__DEINE AUFGABE__
Stimmen diese drei Aussagen mit dem Textauszug unten über Banken im digitalen Wandel überein? Antworte bei jeder mit Ja oder Nein und zitiere die entscheidenden Worte aus dem Textauszug wörtlich.
1. Die Digitalisierung verändert nur den beruflichen Alltag.
2. Für die Banken gibt es einfache Lösungen.
3. Die Regulierungsdichte steigt weiterhin.
━━ TEXTAUSZUG ━━
Die Digitalisierung beeinflusst den wirtschaftlichen Strukturwandel und das volkswirtschaftliche Wachstum. Sie verändert unseren privaten, sozialen und beruflichen Alltag gleichermassen. Wo genau stehen die Banken in diesem Prozess des digitalen Wandels? Wie sieht es mit ihrer ­Anpassungsrate aus, und mit welcher Geschwindigkeit sind die Finanzdienstleister im digitalen Rennen um Verbesserungen, Innovationen und Flexibilität in der Modellierung von Geschäfts­modellen unterwegs?

Die Herausforderungen für die Banken in den kommenden Jahren sind mannigfaltig. Einerseits zeigen sie sich in den Veränderungen der Wertschöpfungsketten und in der Bewältigung der zunehmenden Anforderungen aus dem technologischen Fortschritt. Andererseits werden die Fähigkeiten, bestehende Geschäftsmodelle rasch, signifikant und gewinnbringend umbauen und die immer noch steigende Regulierungsdichte bewältigen zu können, zu entscheidenden Wettbewerbsfaktoren. Ein schwieriges und herausforderndes Unterfangen im Wissen um den hohen Investitionsbedarf sowie den steigenden Druck auf die strategischen und operativen Entscheidungen bei zunehmender Geschwindigkeit der laufenden Veränderung von exogenen und endogenen Faktoren. Dazu zählen die zunehmende Marktunsicherheit aufgrund sinkender Margen und die Komplexität bei der Umsetzung von Change-Prozessen, um nur ein paar wenige zu nennen. Einfache Lösungen sind hier wohl nicht zu finden, aber es zeichnen sich einige Tendenzen und Trends ab.
━━━
━━ ROHDATEN ━━
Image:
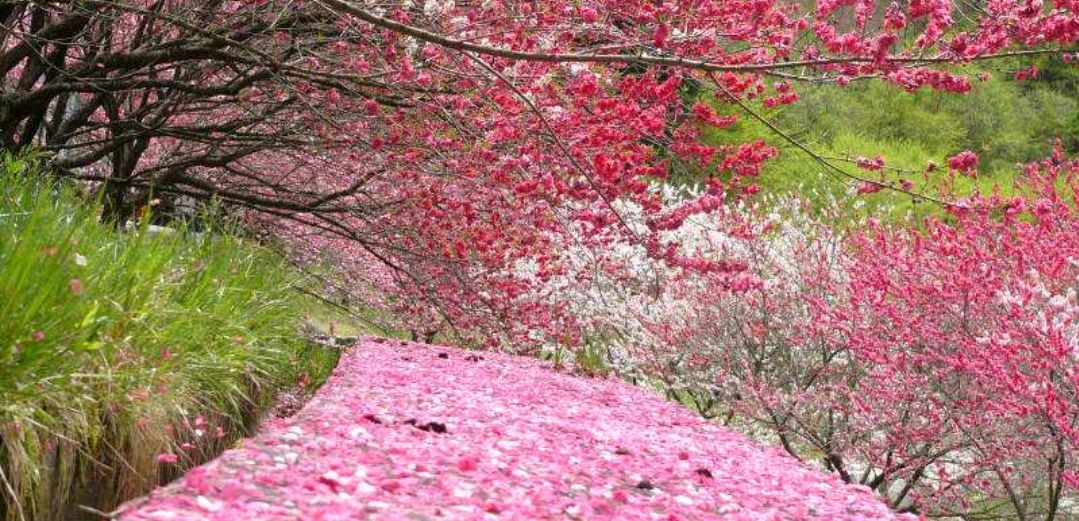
━━━
__ERWARTETE ANTWORT__
1. Nein: „Sie verändert unseren privaten, sozialen und beruflichen Alltag gleichermassen.“
2. Nein: „Einfache Lösungen sind hier wohl nicht zu finden“
3. Ja: „die immer noch steigende Regulierungsdichte“